◆ RECORDS FOR THE TASK
Segment Open

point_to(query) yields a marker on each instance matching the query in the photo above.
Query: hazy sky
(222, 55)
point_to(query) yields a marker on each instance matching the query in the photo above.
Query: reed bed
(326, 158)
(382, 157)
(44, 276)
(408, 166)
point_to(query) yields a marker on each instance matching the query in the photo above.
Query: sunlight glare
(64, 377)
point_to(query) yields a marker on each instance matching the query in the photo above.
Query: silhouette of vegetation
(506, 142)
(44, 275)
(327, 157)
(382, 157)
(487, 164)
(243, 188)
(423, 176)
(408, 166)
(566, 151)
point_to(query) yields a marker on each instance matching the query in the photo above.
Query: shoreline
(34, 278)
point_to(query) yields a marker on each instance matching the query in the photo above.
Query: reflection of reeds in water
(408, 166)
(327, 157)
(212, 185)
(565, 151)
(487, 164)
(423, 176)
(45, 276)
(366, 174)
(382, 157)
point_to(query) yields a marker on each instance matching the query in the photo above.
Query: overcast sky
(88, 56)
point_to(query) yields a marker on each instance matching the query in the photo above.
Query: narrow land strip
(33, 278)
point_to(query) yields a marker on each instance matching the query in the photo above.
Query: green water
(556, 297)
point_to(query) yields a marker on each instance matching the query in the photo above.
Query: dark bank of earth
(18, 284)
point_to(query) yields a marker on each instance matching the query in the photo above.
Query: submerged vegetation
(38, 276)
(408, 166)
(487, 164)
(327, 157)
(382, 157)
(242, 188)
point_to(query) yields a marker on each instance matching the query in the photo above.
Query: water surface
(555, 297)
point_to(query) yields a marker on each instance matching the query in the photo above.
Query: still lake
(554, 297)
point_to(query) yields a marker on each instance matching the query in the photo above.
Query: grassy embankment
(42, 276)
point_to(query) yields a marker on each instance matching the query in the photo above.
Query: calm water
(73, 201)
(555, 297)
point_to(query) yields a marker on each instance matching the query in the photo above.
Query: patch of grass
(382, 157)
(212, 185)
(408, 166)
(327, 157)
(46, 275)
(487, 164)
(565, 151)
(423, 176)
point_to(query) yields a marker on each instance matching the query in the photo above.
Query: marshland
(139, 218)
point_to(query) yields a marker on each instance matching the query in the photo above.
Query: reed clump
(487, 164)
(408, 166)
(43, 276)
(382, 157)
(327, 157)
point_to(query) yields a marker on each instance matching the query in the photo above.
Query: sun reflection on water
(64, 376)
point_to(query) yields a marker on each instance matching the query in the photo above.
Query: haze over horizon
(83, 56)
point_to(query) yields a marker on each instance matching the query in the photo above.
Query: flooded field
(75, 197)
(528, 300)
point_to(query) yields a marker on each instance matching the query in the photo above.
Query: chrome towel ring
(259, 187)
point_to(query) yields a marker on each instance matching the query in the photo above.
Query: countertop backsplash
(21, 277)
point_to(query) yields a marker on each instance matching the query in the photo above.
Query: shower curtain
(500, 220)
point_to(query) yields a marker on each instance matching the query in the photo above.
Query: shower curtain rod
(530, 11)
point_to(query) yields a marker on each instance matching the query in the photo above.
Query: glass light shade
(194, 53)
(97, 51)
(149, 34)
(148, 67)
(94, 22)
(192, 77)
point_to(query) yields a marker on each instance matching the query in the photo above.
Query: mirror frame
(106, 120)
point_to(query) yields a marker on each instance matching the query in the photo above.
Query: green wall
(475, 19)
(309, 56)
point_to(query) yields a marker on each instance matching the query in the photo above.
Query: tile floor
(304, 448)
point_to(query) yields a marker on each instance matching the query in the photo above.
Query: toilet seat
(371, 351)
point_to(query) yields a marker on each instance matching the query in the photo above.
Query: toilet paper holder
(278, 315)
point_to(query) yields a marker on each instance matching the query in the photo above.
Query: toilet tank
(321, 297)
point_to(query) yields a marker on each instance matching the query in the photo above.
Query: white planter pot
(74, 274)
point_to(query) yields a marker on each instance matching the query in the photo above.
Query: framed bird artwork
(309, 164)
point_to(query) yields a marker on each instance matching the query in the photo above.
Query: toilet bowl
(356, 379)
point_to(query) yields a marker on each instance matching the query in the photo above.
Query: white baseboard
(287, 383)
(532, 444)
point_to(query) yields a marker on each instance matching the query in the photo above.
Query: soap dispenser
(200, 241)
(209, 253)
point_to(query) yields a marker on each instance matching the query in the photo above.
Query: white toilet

Segment Closed

◆ ACTIVITY
Transcribe the listing. Every line must match exactly.

◆ COMPLETED TASK
point_to(query) yields a marker on each instance matching the query in the photo above.
Query: hazy sky
(222, 55)
point_to(query) yields a marker on each instance matching the query in the photo above.
Query: reed bed
(326, 158)
(382, 157)
(44, 276)
(408, 166)
point_to(query) yields a marker on each instance matching the query in the photo above.
Query: sunlight glare
(64, 377)
point_to(query) yields a marker on each instance matching the query in the photo above.
Query: silhouette of vegetation
(506, 142)
(44, 275)
(327, 157)
(382, 157)
(487, 164)
(243, 188)
(423, 176)
(408, 166)
(566, 151)
point_to(query) yields a marker on each instance matching the query in the photo above.
Query: shoreline
(34, 278)
point_to(query) yields a marker on each instance matching the query in the photo above.
Query: reflection of reeds in water
(408, 166)
(327, 157)
(212, 185)
(565, 151)
(487, 164)
(423, 176)
(45, 276)
(366, 174)
(382, 157)
point_to(query) yields a marker on each instance matching the query in the photo above.
Query: overcast sky
(88, 56)
point_to(query) yields a marker on each instance matching the query in the photo above.
Query: narrow land strip
(33, 278)
point_to(query) yields a marker on each instance matching the query in the photo above.
Query: green water
(556, 297)
point_to(query) yields a marker on each instance matching the query in the photo above.
Query: dark bank of earth
(18, 284)
point_to(query) yields a marker on each instance matching the query in the photo above.
Query: submerged vegetation
(38, 276)
(408, 166)
(487, 164)
(327, 157)
(382, 157)
(242, 188)
point_to(query) yields a marker on each instance matching the query in the photo above.
Query: water surface
(555, 297)
point_to(query) yields a marker on each instance matching the query in the photo above.
Query: still lake
(554, 297)
point_to(query) yields a marker on each instance matching the query in the photo above.
Query: grassy embankment
(42, 276)
point_to(query) yields a marker on each instance matching the query in the photo above.
Query: calm water
(73, 201)
(555, 297)
point_to(query) yields a marker on each instance matching the query in the photo above.
Query: patch of grass
(382, 157)
(212, 185)
(408, 166)
(327, 157)
(46, 275)
(487, 164)
(565, 151)
(423, 176)
point_to(query) yields a marker on each instance matching the query in the photo above.
Query: marshland
(139, 218)
point_to(query) yields a marker on each instance matching the query in the photo above.
Query: reed clump
(487, 164)
(408, 166)
(43, 276)
(382, 157)
(327, 157)
point_to(query) yields a marker on each instance matching the query in the photo above.
Query: sun reflection on water
(64, 376)
point_to(query) yields a marker on each instance matching the query in the photo above.
Query: haze over horizon
(83, 56)
point_to(query) yields a marker on each instance matching the query in the photo above.
Query: flooded field
(75, 197)
(528, 300)
point_to(query) yields a marker on each instance matching the query in the photo above.
Query: chrome towel ring
(259, 187)
point_to(query) yields a marker on each instance matching the query in the photo above.
Query: countertop backsplash
(21, 277)
point_to(query) yields a marker on each instance matching the query in the photo above.
Query: shower curtain
(500, 220)
point_to(query) yields a marker on each instance matching the query in the photo above.
Query: shower curtain rod
(530, 11)
point_to(query) yields a marker on each instance matching the query in the photo above.
Query: glass light shade
(194, 53)
(97, 51)
(149, 34)
(148, 67)
(94, 22)
(192, 77)
point_to(query) yields a marker on each instance matching the query in the photo above.
Query: mirror frame
(106, 120)
point_to(query) yields a marker on each instance matching the query in the photo above.
Query: green wall
(475, 19)
(309, 56)
point_to(query) yields a marker on each instance matching the query in the photo above.
Query: tile floor
(304, 448)
point_to(query) yields a marker on each instance matching the query in the photo above.
Query: toilet seat
(371, 351)
point_to(query) yields a marker on each instance matching the query in the photo above.
Query: toilet paper holder
(278, 315)
point_to(query) yields a marker on each instance matching the query in the photo above.
Query: toilet tank
(321, 297)
point_to(query) yields a marker on each instance matching the query in the photo above.
Query: white planter pot
(74, 274)
point_to(query) yields a marker on each instance matching the query in the photo above.
Query: framed bird artwork
(309, 164)
point_to(query) yields a marker on each instance matching the query in the photo above.
Query: toilet bowl
(356, 379)
point_to(query) yields a marker on each instance matching the query in the photo above.
Query: white baseboard
(287, 383)
(532, 444)
point_to(query) yields a marker on each instance matching the query in the photo above.
Query: soap dispenser
(200, 241)
(209, 253)
point_to(query) yields a marker on each instance matching the query in the photo above.
Query: white toilet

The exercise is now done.